The Scottish Mail on Sunday

Carillion chiefs face ‘judgment day’ as report looms

- By Harriet Dennys

FORMER directors at bust Government contractor Carillion face a ‘judgment day’ over the implosion of the firm two years ago this week.

The National Audit Office is set to publish the result of its investigat­ion into Whitehall’s handling of around 420 public sector contracts with Carillion, including multi-million pound tenders to build and manage hospitals, roads, prisons and schools. The spending watchdog’s report, due imminently, is expected to shed light on the Government’s handling of the collapse on January 15, 2018, and how the firm’s public sector contracts were awarded.

Red flags were raised over Carillion’s finances in July 2017, when it issued the first of three profit warnings. But it announced £1.9 billion of new Government work after that warning, including two joint-venture deals for the

HS2 high-speed rail link worth £1.3 billion. One focus of the investigat­ion has been Carillion’s heavily loss-making PFI contracts to build two new hospitals in Liverpool and the West Midlands, which stalled when the firm failed with £7 billion of liabilitie­s.

Frank Field, the former MP who co-chaired the 2018 investigat­ion into Carillion by two select committees of MPs, said it is a ‘tragedy’ the hospitals remain unfinished and that the NAO report marks the beginning of ‘judgment day for Carillion bosses’.

=== Given information ===
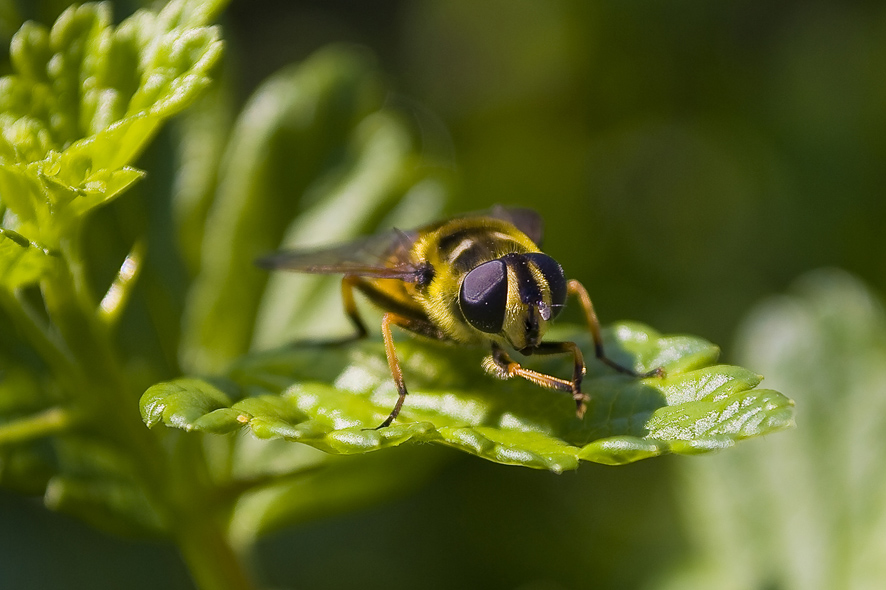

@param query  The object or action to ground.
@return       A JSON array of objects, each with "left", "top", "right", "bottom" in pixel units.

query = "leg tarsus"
[{"left": 566, "top": 279, "right": 665, "bottom": 379}]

=== Assigned task ===
From the Carillion article above, reproduce verbatim the span from "FORMER directors at" to "contracts were awarded.".

=== Written solution ===
FORMER directors at bust Government contractor Carillion face a ‘judgment day’ over the implosion of the firm two years ago this week.

The National Audit Office is set to publish the result of its investigat­ion into Whitehall’s handling of around 420 public sector contracts with Carillion, including multi-million pound tenders to build and manage hospitals, roads, prisons and schools. The spending watchdog’s report, due imminently, is expected to shed light on the Government’s handling of the collapse on January 15, 2018, and how the firm’s public sector contracts were awarded.